* WHAT IS EXPECTED *
Give the data below again, word for word.

Records from a data source:
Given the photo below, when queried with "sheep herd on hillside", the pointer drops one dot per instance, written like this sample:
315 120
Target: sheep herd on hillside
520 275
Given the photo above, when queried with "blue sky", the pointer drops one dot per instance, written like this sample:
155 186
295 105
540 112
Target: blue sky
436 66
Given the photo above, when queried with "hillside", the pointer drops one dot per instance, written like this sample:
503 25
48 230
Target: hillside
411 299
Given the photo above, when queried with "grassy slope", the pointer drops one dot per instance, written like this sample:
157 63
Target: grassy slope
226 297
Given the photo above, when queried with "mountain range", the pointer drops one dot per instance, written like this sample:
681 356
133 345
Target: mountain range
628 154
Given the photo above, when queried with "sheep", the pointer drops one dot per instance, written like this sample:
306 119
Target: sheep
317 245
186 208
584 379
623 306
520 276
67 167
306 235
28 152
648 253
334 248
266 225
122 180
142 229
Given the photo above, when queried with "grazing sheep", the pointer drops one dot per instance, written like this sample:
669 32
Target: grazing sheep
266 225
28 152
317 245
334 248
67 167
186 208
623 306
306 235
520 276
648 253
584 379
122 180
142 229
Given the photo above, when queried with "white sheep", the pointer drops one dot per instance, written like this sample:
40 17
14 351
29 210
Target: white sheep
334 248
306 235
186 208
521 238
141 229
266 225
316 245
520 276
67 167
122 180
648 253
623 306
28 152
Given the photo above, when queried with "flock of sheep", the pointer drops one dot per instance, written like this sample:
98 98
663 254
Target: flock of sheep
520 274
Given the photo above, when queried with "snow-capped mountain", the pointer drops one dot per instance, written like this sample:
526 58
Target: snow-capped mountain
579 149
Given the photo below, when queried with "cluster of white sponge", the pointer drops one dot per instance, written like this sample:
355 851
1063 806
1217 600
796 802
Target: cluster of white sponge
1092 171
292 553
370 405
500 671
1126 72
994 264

* TASK ANSWER *
Given the photo below, when queried with "sheep herd on hillside", the pointer drops one dot per instance, written like this sample:
315 120
Target: sheep herd on hillside
520 275
Given the photo above, when queried with "blue sky", the pointer drops one dot per instance, written like this sample:
155 186
295 105
540 112
Target: blue sky
436 66
Given the photo above, when queried with "hillside", the pointer drops one dot per instance, written like this sample:
503 25
48 230
Target: hillside
411 299
Given the photo above, when queried with "grassy slope", the pointer drops one dot per instance, written like this sample:
157 63
Target: grassy slope
226 297
Given the photo above, when queried with "mountain range", the pointer drops one dot per instance, written like this sample:
681 356
133 345
Target: mountain range
628 154
Given the photo above, when queried with "sheep", the pointer drops one dot per instance, written like this sample:
306 119
Target: sheep
317 245
186 208
584 379
623 306
520 276
67 167
306 235
28 152
648 253
334 248
266 225
122 180
142 229
Given the photo above, when queried with "grazing sheep", the pointer drops one dot per instance, written like this sample:
669 32
Target: grazing sheep
266 225
28 152
317 245
334 248
67 167
186 208
623 306
306 235
520 276
648 253
584 379
122 180
142 229
Given the photo above, when queried with "white sheep", the pointer drops one dot per instance, written like this sample:
40 17
14 351
29 210
Target: white sheep
334 248
306 235
186 208
521 238
141 229
266 225
316 245
520 276
67 167
122 180
648 253
623 306
28 152
Given the photo above, when queried with "flock of sheep", the pointer drops one dot per instance, written like this sample:
98 98
663 254
Target: flock of sheep
520 274
Given the photo above, when queried with "snow-capped mountain", the pointer drops one dot per instance, written like this sample:
526 58
Target: snow-capped mountain
579 149
Given the photo below, when queried with "cluster of white sponge", the pointer drops one dot per instance, written like this sample:
355 851
1063 806
1217 600
796 802
Target: cluster of white sponge
1092 171
292 553
370 405
500 671
1126 72
994 264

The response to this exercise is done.